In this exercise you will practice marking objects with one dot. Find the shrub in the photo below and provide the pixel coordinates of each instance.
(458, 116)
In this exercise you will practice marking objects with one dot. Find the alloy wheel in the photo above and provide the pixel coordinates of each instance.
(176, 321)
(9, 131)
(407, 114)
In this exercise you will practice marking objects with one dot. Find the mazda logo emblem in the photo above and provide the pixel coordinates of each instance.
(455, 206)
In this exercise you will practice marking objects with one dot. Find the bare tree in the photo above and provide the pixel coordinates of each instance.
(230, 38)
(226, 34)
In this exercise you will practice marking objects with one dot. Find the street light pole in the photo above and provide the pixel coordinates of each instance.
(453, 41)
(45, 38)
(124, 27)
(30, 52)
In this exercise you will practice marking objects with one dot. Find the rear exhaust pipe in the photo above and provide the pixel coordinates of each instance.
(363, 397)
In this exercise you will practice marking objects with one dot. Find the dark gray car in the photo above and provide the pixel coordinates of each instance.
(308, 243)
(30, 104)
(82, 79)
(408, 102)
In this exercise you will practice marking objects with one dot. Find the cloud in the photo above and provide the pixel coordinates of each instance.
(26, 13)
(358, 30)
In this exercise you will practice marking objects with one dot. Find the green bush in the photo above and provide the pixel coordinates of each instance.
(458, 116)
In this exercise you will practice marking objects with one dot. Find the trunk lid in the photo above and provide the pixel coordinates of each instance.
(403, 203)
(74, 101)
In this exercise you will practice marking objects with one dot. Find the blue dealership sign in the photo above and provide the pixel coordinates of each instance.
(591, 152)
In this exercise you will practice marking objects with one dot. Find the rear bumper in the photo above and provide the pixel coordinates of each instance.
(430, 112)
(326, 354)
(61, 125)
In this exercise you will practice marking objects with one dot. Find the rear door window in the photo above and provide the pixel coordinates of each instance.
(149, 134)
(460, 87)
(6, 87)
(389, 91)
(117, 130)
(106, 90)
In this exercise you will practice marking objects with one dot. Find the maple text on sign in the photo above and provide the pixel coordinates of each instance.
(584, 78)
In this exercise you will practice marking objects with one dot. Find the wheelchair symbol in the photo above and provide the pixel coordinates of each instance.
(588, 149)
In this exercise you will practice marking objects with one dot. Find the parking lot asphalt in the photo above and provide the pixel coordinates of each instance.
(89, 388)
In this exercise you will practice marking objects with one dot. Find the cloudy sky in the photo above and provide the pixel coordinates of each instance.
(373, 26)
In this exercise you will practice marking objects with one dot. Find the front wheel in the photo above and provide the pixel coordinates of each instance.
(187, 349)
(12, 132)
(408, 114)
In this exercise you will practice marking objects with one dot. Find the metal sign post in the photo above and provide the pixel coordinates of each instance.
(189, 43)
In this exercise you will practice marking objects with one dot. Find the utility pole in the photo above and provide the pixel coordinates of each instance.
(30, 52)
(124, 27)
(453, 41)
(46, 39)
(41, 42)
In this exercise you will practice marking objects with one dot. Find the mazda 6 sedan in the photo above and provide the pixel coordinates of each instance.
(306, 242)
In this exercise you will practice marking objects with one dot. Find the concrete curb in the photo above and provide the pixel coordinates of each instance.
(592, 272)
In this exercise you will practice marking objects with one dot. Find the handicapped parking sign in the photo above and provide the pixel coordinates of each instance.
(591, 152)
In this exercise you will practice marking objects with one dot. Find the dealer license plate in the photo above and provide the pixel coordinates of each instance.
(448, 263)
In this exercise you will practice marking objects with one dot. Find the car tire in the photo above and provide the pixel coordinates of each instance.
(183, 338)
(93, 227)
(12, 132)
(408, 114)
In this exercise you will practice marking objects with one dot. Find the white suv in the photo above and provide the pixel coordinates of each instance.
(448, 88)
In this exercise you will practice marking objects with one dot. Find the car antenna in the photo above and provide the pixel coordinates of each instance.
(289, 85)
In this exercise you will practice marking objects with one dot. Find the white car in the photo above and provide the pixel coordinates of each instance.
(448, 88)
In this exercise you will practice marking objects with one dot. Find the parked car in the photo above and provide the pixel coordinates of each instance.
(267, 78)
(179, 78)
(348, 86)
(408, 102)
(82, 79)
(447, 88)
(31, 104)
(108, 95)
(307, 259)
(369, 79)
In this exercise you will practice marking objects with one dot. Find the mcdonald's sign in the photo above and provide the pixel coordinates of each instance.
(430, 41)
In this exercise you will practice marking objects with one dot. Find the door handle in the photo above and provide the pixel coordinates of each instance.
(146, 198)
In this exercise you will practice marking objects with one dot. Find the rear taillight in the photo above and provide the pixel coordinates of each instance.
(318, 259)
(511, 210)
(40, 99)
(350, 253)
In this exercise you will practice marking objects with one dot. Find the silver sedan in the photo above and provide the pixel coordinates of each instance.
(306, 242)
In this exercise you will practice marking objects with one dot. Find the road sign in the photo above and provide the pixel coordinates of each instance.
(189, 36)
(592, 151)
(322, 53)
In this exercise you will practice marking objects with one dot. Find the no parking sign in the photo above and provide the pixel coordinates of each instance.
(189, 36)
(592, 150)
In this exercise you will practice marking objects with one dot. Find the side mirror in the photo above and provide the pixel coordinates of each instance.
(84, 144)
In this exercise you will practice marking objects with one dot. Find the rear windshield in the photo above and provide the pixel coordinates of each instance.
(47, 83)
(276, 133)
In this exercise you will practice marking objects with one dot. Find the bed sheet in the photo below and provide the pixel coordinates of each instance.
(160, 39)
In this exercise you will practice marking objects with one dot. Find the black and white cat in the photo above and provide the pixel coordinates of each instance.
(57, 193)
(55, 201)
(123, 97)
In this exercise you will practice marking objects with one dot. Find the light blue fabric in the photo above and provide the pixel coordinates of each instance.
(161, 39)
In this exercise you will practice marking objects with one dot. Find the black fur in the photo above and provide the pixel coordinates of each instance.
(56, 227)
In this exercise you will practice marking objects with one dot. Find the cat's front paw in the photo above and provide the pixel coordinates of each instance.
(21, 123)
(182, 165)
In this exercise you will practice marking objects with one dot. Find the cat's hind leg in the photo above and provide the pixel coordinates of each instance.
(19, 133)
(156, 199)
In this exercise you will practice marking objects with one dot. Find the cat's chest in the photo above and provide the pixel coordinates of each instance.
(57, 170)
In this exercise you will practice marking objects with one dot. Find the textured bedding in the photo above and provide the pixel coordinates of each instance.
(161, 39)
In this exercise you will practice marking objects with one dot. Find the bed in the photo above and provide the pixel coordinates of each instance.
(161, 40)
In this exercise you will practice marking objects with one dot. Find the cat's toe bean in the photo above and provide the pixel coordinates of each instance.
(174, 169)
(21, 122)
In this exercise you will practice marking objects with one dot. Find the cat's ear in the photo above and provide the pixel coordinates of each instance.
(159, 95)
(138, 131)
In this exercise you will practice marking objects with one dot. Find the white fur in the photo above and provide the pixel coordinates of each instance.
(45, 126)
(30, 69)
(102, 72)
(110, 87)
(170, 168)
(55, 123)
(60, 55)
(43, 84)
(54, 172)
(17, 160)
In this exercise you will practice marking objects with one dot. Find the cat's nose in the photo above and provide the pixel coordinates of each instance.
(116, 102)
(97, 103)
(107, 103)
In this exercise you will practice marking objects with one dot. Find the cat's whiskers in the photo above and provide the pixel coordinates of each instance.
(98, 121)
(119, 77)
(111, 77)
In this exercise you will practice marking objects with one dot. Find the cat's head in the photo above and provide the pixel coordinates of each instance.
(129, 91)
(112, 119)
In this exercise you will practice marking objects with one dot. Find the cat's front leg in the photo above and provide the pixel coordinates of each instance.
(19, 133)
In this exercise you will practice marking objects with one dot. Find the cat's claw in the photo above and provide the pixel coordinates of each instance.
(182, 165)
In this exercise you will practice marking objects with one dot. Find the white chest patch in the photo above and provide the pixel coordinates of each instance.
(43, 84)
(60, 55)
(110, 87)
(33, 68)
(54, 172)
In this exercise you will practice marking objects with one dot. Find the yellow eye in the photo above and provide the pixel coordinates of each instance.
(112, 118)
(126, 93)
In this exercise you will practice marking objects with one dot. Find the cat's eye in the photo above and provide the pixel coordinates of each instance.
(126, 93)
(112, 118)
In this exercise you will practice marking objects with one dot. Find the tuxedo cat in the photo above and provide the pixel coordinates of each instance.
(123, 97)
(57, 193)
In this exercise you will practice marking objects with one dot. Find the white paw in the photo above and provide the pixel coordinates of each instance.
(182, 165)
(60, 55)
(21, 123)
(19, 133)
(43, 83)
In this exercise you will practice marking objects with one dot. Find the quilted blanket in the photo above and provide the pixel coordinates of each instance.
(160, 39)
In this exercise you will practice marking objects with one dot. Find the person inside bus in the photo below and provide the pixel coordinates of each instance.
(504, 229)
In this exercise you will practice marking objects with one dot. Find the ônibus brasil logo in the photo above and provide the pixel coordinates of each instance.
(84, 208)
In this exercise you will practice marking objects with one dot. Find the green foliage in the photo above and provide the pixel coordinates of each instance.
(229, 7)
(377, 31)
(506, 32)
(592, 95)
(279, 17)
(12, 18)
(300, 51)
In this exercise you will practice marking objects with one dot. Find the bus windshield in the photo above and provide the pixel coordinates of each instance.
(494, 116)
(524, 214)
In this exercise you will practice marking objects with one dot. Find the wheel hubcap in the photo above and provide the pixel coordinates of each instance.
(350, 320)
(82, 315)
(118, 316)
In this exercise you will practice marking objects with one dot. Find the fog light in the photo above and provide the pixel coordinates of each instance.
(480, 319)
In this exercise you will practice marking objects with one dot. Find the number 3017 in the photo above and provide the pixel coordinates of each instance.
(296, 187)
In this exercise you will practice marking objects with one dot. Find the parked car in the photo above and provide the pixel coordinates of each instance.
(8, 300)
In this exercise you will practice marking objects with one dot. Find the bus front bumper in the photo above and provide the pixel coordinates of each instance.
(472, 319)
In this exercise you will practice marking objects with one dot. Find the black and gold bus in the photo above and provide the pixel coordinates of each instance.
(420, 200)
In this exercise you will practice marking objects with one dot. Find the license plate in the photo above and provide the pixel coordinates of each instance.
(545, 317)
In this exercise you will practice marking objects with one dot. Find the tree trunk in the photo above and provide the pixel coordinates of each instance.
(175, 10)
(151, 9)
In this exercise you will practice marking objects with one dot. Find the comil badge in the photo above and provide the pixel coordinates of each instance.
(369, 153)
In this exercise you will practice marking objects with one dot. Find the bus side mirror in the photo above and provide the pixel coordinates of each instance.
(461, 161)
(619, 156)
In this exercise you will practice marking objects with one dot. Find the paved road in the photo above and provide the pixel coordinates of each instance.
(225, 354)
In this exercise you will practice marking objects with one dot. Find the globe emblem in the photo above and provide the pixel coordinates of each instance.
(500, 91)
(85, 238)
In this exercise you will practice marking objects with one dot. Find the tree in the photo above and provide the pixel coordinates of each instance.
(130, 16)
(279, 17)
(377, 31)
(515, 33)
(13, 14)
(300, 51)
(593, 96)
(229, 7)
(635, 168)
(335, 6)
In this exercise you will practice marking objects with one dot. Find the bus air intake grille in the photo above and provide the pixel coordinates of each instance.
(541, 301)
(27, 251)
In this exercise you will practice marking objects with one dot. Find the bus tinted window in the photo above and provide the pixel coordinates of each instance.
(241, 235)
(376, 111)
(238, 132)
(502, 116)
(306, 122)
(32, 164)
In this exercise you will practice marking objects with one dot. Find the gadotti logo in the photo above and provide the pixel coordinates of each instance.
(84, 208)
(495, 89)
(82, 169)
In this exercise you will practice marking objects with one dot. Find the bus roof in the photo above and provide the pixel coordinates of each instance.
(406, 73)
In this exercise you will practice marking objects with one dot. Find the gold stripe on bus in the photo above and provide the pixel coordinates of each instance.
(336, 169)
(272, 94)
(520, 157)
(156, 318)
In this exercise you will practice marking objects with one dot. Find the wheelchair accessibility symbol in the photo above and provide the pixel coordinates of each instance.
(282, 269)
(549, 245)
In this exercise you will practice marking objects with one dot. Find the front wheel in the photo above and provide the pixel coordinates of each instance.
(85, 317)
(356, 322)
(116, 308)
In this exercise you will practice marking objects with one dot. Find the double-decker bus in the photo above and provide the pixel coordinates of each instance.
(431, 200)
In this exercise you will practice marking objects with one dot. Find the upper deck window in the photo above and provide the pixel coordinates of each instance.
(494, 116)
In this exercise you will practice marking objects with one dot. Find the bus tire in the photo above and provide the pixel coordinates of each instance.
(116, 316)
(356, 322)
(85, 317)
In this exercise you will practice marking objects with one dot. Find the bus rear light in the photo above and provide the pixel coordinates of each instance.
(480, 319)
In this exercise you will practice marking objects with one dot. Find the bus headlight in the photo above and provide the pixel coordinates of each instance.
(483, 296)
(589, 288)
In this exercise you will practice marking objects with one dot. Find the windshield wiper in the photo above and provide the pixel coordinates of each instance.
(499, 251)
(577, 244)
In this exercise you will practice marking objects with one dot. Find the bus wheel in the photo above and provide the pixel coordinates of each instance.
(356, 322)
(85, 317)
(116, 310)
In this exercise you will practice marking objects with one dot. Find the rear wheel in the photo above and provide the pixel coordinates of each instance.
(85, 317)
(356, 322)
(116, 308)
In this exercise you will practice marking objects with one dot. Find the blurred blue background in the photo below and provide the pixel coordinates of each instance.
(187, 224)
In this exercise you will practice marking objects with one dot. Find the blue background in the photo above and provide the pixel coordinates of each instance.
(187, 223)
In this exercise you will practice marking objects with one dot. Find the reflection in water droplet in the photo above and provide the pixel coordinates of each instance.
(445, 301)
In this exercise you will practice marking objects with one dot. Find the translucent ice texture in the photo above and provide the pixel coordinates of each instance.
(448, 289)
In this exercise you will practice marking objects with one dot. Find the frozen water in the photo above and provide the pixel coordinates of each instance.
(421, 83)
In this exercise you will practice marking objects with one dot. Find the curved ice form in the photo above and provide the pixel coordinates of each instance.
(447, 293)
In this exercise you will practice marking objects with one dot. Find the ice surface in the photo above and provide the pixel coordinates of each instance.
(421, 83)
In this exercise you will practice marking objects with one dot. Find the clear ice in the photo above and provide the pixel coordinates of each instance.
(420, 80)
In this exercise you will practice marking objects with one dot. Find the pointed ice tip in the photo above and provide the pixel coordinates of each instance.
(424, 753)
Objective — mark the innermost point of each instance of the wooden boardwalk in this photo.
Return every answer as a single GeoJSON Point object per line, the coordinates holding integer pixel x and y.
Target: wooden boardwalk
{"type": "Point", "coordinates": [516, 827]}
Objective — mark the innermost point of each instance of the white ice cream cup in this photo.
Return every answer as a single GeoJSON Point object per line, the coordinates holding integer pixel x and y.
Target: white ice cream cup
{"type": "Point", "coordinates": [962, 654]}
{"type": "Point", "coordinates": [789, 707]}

□ □ □

* _Exercise details_
Copy out verbatim the lines above, starting with the line that contains "Find the curved" and going on through the final line.

* _Solution for this task_
In this exercise you will practice marking objects with one dot. Find the curved ice form in the photo above and provide the pixel coordinates of each instance.
(447, 293)
In this exercise you will practice marking objects with one dot. Find the ice surface in the photo above and provide the pixel coordinates of each instance.
(421, 83)
In this exercise you will practice marking objects with one dot. Find the clear ice in the photo above and provide the pixel coordinates of each instance.
(420, 80)
In this exercise you will practice marking objects with one dot. Find the pointed ice tip in the photo above and provide the pixel coordinates of each instance.
(424, 753)
Objective — mark the innermost point of each instance of the wooden boardwalk in this photo.
Return every answer as a single GeoJSON Point object per line, the coordinates holding integer pixel x and y.
Target: wooden boardwalk
{"type": "Point", "coordinates": [516, 827]}
Objective — mark the innermost point of each instance of the white ice cream cup in this photo.
Return every answer as a single GeoJSON Point object per line, the coordinates holding integer pixel x and y.
Target: white ice cream cup
{"type": "Point", "coordinates": [962, 654]}
{"type": "Point", "coordinates": [789, 707]}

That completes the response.